Goal of the exercise -> Repeat each line exactly, leaving nothing out.

Data for the task ->
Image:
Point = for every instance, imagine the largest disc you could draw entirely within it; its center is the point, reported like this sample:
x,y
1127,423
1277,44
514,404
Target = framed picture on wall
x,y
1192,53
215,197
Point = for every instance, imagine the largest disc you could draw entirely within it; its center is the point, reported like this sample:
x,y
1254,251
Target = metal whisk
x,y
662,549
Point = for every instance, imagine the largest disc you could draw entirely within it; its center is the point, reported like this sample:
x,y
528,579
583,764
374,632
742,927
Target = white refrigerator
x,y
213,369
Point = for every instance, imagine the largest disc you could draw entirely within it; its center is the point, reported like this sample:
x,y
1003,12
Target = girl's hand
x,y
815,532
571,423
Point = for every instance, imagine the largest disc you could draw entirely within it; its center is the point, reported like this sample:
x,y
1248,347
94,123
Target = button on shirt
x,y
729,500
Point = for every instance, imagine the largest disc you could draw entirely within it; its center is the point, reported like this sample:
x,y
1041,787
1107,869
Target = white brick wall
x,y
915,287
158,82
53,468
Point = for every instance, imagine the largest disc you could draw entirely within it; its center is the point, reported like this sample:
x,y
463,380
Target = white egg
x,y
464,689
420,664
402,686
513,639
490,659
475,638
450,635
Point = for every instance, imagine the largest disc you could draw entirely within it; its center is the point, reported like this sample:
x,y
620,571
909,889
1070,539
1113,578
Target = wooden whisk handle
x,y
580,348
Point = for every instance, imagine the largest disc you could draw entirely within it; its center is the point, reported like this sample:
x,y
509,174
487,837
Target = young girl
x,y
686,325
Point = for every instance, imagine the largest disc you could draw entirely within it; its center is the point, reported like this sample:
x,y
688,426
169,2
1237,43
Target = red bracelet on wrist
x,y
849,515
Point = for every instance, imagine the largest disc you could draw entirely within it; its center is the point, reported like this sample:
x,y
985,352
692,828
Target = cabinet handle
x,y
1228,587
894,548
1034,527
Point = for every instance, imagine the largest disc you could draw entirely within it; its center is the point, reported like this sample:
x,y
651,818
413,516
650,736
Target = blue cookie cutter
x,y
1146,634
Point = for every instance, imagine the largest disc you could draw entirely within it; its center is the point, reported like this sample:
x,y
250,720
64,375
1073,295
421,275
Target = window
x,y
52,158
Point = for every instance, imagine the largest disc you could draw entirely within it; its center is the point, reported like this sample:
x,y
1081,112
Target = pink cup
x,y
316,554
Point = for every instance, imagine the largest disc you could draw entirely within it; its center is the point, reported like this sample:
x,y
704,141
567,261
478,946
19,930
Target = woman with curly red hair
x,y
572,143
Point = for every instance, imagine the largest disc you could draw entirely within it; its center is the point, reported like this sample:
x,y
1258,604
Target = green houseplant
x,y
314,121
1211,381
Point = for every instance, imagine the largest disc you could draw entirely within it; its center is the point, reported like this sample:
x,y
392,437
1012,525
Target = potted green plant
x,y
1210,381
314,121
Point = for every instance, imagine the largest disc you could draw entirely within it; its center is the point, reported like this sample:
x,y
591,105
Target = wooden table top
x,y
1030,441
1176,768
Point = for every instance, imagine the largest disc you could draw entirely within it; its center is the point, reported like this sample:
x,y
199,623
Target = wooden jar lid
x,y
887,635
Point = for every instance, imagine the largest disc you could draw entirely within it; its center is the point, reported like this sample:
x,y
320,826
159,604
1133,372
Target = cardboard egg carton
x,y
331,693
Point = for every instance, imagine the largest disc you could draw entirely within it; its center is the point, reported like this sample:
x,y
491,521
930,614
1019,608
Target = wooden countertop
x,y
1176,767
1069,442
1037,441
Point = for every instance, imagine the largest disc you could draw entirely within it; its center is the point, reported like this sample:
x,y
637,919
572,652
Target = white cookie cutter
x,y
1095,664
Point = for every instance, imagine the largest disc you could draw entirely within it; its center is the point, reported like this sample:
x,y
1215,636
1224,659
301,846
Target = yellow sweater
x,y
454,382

Reply ->
Image:
Point = for every instance, imagine the largest disc you could draw entirely within it; its center is the point, reported like this sample:
x,y
1127,423
1277,44
514,404
Target = framed picture on wall
x,y
1192,53
215,197
Point = for every instance, imagine the largest disc you could draw entirely within it; its center is the point, reported like this sample:
x,y
1254,251
Target = metal whisk
x,y
662,549
Point = for every instance, imagine the largest disc you could draw entirely within it; its center is the point, reported like this sample:
x,y
528,579
583,764
374,632
742,927
Target = white refrigerator
x,y
213,369
Point = for every instance, imagine the largest disc you could draw entirely within it; its center is the point, reported like this sample:
x,y
1003,12
Target = girl's hand
x,y
815,532
571,423
Point = for every instance, imagine the largest disc you could draw entirely within it; its center is the point, reported like this sample:
x,y
1248,347
94,123
Target = button on shirt
x,y
729,500
Point = for every instance, imagine the largest disc you could draw entirely within it; its center is the point, reported like this sample:
x,y
1041,787
1107,869
Target = white brick wall
x,y
915,287
158,82
53,468
Point = for every instance, imagine the largest disc you could draw entirely within it; its center is the point, reported like this sample:
x,y
463,380
Target = white egg
x,y
464,689
420,664
402,686
513,639
490,659
475,638
450,635
Point = for every instance, imagine the largest disc you could draw entirely within it; its center is the point, reported like this sample:
x,y
620,571
909,889
1070,539
1113,578
Target = wooden whisk handle
x,y
580,348
Point = for every instance, imagine the largest disc you could draw entirely within it; its center is the point, reported like this sample:
x,y
509,174
487,837
Target = young girl
x,y
686,325
Point = for every instance, imagine the largest disc you could draw entirely within it; its center is the point, reported like this sample:
x,y
688,426
169,2
1237,43
Target = red bracelet on wrist
x,y
849,515
Point = for every instance, imagine the largest disc you could draw entirely within it; its center is the point, reported like this sample:
x,y
985,352
692,828
Target = cabinet handle
x,y
1228,587
894,548
1034,527
Point = for every instance, imagine the largest disc you could draw entirely within it; its center is the point, reported like this sample:
x,y
651,818
413,516
650,736
Target = blue cookie cutter
x,y
1146,634
Point = for every instance, imagine the largest disc you could draw entirely within it; its center is the point, reported like this sample:
x,y
250,720
64,375
1073,295
421,275
Target = window
x,y
52,158
Point = for every instance, imagine the largest disc you could draw entirely within it; its center is the point, reported like this sample:
x,y
1081,112
Target = pink cup
x,y
316,554
Point = for every instance, imagine the largest disc you could draw entirely within it; its center is the point, reported like this sample:
x,y
704,141
567,261
478,946
19,930
Target = woman with curly red hair
x,y
572,143
Point = for every instance, imagine the largest disc you could draw entirely within it; its center is the point, reported like this sample:
x,y
1258,604
Target = green houseplant
x,y
314,121
1211,381
Point = for every instance, imagine the largest disc you could draw entirely within it; its center is the point, reported like this sample:
x,y
392,437
1012,525
Target = potted green plant
x,y
1210,381
314,121
Point = for every instance, imagine the largest disc you could draw entirely within it; its center is the point, reported like this sample:
x,y
591,105
Target = wooden table top
x,y
1030,441
1176,768
Point = for every instance, imagine the largest disc you could draw entirely within it; its center is the point, reported like this sample:
x,y
199,623
Target = wooden jar lid
x,y
887,635
Point = for every instance, imagine the largest disc you could draw entirely within it; its center is the point, reported like this sample:
x,y
320,826
159,604
1133,372
Target = cardboard egg carton
x,y
331,693
Point = for every instance, imagine the largest disc you could draw entirely within it; its center is the point, reported like this sample:
x,y
491,521
930,614
1019,608
Target = wooden countertop
x,y
1176,767
1069,442
1037,441
Point = for every instance, imagine the largest disc you could draw entirely within it; its center is the point, reported like this sample:
x,y
637,919
572,652
Target = white cookie cutter
x,y
1095,664
Point = for every instance, imagine the largest disc you could draw entirely within it; its center is the point, reported like this sample:
x,y
1215,636
1224,659
301,846
Target = yellow sweater
x,y
454,382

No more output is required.